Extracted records
--------------------------------------------------

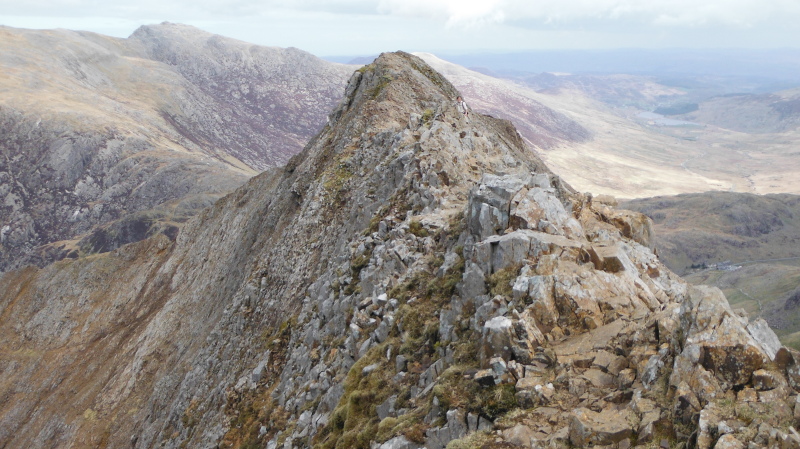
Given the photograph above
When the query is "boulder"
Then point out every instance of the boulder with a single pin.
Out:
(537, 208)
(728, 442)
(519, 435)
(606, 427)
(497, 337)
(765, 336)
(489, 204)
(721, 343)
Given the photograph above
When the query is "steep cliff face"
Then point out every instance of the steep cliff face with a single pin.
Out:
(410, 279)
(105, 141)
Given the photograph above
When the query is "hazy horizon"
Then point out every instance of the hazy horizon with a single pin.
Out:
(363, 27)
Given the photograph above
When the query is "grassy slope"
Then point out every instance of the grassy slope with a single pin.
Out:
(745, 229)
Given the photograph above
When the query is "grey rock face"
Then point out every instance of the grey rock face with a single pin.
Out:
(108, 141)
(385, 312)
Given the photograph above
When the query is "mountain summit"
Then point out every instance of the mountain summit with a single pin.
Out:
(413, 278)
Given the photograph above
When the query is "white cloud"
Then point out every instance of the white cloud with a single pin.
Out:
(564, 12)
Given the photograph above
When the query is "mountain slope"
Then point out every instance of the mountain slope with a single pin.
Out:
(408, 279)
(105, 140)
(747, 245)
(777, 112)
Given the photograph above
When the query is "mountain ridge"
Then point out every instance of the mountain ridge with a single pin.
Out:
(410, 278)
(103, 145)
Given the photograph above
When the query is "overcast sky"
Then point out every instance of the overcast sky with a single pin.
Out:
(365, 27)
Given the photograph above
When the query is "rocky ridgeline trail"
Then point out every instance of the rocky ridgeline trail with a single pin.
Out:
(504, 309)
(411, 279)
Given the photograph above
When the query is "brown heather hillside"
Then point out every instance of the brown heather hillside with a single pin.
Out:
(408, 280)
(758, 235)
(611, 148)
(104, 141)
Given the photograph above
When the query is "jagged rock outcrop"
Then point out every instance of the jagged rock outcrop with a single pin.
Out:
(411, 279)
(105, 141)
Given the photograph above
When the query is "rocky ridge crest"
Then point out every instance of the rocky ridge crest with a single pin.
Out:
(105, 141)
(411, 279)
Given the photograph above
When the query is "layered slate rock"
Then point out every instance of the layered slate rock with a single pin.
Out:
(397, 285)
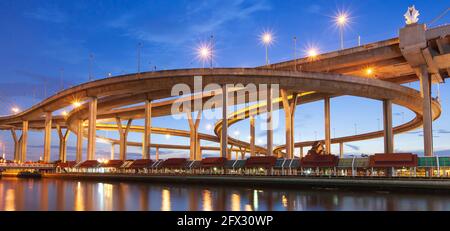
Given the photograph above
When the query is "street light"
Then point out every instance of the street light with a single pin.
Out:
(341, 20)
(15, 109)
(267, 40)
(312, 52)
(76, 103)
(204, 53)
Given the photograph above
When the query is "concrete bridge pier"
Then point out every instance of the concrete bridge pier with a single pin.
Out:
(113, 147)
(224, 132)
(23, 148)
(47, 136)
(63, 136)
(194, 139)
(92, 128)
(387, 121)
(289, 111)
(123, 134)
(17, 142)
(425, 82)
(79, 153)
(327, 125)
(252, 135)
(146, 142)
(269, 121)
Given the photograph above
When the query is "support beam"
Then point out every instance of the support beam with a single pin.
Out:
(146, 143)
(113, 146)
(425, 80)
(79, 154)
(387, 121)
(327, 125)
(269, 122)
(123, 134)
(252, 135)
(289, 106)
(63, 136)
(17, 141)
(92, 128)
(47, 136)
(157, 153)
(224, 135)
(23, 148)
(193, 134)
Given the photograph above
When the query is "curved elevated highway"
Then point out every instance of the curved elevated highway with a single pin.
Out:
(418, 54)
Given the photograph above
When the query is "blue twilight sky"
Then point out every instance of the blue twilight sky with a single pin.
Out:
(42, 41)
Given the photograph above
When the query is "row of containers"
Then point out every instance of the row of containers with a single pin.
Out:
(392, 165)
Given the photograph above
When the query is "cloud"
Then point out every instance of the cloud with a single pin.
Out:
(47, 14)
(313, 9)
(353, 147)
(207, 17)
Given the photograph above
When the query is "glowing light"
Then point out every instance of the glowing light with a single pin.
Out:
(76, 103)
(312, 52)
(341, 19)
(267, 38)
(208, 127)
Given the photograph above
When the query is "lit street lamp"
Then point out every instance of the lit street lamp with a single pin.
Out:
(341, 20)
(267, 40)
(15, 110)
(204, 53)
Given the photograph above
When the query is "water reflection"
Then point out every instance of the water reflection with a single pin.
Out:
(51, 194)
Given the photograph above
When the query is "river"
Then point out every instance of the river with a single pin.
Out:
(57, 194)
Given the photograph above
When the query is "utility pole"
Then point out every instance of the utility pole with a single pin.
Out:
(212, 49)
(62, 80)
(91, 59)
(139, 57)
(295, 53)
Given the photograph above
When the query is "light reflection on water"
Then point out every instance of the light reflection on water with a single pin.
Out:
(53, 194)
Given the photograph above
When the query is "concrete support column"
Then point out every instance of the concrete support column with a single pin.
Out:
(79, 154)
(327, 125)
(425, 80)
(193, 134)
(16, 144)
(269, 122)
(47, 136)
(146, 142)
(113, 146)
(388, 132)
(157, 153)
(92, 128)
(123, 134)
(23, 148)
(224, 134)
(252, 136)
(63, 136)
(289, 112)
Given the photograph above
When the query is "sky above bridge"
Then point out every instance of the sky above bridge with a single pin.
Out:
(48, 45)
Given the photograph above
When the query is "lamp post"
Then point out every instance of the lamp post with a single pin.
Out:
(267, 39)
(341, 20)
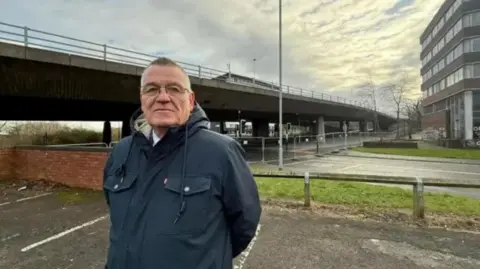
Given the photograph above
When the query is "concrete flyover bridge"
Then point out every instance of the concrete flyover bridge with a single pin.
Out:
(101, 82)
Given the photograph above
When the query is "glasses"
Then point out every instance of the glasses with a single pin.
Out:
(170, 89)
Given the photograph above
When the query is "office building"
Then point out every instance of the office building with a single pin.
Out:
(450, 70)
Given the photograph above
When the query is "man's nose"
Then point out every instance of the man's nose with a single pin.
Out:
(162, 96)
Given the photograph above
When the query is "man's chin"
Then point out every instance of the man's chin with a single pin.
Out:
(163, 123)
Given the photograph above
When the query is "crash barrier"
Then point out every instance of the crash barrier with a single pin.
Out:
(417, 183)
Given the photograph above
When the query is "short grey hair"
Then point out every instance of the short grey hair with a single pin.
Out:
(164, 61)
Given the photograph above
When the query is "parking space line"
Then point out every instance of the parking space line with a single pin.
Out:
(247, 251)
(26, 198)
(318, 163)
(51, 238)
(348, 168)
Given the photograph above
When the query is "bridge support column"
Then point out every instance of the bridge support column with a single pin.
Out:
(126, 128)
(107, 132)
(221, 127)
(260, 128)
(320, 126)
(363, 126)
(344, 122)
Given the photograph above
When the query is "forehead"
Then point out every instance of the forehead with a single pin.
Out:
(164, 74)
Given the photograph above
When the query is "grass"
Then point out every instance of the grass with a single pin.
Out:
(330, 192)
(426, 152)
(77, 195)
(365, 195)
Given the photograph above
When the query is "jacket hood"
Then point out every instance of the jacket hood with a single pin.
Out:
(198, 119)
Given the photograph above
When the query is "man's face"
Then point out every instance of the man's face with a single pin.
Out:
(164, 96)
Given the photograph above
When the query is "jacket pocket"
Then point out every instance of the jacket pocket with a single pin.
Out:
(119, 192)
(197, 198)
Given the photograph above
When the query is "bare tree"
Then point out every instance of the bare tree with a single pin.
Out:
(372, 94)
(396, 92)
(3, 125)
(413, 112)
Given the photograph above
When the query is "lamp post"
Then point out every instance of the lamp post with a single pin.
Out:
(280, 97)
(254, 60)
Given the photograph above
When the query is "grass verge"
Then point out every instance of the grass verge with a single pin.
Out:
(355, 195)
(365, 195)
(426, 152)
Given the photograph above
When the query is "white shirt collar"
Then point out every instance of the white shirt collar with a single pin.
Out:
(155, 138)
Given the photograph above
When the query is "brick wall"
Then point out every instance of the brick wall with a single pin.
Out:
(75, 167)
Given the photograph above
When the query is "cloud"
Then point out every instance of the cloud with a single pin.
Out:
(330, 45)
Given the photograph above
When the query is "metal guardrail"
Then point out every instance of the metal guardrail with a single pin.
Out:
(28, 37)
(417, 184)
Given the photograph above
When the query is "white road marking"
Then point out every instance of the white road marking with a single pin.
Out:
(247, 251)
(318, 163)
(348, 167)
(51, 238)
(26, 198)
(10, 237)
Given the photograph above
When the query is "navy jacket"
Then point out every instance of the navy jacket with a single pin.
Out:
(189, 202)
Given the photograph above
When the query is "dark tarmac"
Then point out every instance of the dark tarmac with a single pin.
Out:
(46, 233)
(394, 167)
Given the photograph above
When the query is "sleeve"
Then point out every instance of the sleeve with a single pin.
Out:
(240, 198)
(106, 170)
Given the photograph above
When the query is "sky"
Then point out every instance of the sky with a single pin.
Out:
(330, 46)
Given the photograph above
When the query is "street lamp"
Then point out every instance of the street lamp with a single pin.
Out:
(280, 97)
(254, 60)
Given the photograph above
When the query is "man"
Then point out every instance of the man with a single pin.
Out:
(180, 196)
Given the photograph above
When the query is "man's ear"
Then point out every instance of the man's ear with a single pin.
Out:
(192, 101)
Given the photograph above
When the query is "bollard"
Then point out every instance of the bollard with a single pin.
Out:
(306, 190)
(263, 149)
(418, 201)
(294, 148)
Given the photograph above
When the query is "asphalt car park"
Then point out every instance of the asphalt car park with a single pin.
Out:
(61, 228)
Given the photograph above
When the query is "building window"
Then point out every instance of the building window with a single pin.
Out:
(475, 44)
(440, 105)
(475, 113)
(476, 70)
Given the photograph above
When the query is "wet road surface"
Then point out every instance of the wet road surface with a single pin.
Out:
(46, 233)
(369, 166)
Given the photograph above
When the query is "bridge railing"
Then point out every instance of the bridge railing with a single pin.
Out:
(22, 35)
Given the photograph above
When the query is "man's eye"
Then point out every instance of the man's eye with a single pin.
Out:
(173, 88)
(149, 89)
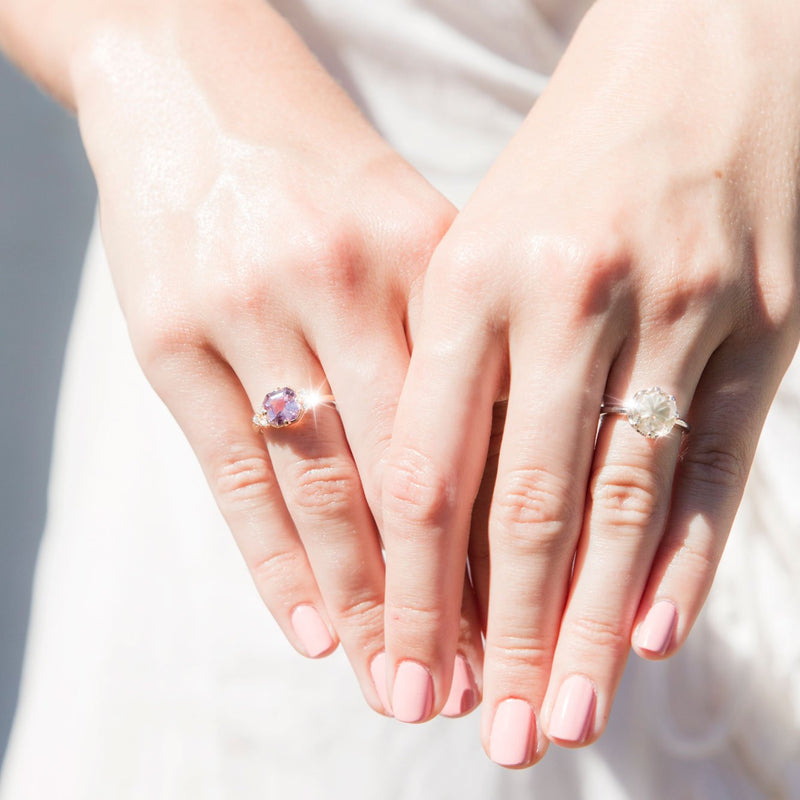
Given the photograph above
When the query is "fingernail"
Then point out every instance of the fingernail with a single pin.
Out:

--------------------------------------------------

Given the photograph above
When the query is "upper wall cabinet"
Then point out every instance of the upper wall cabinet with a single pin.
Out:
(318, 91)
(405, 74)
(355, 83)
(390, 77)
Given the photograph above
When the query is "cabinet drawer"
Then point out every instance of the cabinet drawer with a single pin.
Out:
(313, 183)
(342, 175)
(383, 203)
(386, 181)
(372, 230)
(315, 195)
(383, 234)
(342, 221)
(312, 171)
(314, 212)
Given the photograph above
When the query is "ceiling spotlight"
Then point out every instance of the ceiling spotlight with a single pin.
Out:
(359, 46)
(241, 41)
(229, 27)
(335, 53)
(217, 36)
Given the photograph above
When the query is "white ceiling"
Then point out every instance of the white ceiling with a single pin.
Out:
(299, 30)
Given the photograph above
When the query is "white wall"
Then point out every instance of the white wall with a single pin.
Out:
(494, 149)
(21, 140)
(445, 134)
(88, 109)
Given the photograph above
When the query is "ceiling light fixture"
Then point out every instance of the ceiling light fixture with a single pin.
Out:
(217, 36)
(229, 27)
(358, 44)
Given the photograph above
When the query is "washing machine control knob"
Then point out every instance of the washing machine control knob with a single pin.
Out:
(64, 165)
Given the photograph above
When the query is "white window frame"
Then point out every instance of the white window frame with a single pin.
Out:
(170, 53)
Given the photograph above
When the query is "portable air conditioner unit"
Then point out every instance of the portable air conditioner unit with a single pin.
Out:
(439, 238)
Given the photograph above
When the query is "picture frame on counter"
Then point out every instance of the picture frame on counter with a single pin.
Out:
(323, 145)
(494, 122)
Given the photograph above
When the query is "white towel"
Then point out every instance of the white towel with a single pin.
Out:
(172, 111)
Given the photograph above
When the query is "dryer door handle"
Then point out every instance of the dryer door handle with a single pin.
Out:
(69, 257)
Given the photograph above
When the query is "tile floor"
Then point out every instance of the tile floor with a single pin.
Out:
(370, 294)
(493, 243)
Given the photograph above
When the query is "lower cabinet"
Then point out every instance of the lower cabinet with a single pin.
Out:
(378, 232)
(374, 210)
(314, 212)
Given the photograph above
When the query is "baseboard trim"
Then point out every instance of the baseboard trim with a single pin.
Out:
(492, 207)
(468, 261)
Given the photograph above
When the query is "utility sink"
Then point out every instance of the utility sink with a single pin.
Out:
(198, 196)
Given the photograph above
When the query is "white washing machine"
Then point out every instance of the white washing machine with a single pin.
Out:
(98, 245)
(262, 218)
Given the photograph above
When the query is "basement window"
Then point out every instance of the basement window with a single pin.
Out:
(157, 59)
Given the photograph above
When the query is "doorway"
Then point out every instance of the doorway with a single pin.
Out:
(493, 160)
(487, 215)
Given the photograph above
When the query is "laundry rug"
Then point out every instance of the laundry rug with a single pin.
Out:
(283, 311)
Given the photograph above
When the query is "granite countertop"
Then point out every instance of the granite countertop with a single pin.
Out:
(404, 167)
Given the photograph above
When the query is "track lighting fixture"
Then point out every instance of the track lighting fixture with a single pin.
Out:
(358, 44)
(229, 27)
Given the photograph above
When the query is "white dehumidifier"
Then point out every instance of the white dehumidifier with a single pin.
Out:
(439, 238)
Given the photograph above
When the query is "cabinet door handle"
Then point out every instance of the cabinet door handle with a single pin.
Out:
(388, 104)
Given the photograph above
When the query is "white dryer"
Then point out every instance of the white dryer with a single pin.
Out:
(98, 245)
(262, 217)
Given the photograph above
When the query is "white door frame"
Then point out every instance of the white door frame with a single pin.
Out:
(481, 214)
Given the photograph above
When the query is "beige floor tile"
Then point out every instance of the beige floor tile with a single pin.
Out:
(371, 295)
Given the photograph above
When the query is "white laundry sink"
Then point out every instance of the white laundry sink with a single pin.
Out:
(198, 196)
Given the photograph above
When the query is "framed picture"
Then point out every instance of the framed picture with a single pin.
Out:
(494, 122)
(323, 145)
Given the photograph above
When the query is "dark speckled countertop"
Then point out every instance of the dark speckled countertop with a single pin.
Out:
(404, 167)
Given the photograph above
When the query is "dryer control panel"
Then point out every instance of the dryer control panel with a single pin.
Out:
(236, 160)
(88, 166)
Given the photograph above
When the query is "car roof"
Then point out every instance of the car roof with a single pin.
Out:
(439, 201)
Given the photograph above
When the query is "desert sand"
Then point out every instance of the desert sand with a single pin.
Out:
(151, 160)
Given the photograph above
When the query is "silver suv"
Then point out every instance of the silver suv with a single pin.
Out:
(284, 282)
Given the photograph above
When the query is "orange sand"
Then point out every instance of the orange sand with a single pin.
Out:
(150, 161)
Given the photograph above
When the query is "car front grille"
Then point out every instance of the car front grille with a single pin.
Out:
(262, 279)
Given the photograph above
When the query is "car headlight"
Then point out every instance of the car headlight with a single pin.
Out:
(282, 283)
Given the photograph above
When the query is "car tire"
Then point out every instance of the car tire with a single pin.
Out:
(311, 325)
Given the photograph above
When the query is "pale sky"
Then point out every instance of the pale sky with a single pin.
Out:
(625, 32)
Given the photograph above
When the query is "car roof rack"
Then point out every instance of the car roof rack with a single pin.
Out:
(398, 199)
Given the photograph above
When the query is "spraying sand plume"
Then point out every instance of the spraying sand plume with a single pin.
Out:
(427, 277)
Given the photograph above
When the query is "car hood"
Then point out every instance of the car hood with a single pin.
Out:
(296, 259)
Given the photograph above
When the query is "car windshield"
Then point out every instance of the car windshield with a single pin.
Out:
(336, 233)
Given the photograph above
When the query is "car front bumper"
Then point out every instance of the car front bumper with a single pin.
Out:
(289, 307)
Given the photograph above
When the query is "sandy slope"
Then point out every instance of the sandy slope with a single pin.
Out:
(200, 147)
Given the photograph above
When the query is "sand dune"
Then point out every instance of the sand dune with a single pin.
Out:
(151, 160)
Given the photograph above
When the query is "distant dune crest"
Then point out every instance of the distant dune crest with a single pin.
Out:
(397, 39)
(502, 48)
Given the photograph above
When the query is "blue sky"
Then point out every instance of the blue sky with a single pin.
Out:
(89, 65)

--------------------------------------------------

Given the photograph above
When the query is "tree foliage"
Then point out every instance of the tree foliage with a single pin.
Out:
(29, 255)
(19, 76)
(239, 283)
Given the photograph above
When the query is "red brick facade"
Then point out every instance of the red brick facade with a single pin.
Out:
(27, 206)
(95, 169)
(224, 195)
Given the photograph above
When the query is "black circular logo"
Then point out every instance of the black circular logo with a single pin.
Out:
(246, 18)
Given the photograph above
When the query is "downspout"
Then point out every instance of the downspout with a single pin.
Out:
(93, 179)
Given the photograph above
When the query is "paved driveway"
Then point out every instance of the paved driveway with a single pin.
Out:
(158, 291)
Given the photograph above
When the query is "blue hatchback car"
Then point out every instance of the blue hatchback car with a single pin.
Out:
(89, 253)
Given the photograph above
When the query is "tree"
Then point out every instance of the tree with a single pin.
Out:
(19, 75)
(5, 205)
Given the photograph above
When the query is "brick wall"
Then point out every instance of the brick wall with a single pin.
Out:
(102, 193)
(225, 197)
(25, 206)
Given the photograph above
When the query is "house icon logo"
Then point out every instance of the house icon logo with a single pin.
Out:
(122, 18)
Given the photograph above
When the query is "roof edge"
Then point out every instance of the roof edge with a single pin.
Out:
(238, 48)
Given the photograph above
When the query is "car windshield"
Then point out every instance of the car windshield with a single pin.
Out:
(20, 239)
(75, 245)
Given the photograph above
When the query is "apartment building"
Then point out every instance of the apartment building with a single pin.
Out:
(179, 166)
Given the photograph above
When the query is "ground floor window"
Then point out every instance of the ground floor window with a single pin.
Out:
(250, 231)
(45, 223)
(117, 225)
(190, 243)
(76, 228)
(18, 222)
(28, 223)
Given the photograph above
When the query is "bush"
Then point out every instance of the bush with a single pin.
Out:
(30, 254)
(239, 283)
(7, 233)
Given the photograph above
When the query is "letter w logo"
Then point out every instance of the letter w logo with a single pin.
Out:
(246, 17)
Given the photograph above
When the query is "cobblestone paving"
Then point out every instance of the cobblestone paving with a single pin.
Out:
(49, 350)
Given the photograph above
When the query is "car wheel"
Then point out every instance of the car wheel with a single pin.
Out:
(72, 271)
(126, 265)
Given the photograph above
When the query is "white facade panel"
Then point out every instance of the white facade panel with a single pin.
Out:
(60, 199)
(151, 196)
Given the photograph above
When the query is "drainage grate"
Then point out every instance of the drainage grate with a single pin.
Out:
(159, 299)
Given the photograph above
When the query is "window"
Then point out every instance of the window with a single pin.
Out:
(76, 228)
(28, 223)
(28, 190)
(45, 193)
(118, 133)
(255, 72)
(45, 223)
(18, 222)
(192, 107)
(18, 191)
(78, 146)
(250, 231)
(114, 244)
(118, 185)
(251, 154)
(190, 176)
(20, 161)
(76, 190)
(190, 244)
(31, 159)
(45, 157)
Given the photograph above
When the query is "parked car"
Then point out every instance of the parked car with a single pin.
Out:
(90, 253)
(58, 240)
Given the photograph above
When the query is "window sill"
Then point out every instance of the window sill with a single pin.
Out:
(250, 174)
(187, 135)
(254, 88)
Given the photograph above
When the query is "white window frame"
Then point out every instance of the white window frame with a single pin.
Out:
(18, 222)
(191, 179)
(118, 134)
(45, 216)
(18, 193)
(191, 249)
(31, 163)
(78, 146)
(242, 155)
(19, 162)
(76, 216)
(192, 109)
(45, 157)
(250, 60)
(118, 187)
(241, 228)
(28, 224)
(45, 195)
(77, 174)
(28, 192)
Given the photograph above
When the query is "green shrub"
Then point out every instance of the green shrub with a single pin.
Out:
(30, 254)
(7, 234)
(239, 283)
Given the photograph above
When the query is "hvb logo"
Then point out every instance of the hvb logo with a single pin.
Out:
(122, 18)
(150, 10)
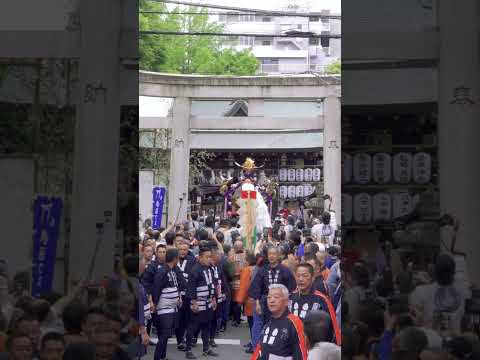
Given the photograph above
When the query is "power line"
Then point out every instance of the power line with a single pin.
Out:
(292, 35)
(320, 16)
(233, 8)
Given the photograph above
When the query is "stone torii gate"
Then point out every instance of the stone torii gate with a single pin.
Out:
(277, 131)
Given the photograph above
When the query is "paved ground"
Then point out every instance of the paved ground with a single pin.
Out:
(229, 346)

--------------------------------------------------

WHAT YOU WILL DO: List every line of the records above that contains the word "sleeve".

RIGHT ANSWER:
When the query is "sleeve"
Then point out every instance of the sleeve with a single pin.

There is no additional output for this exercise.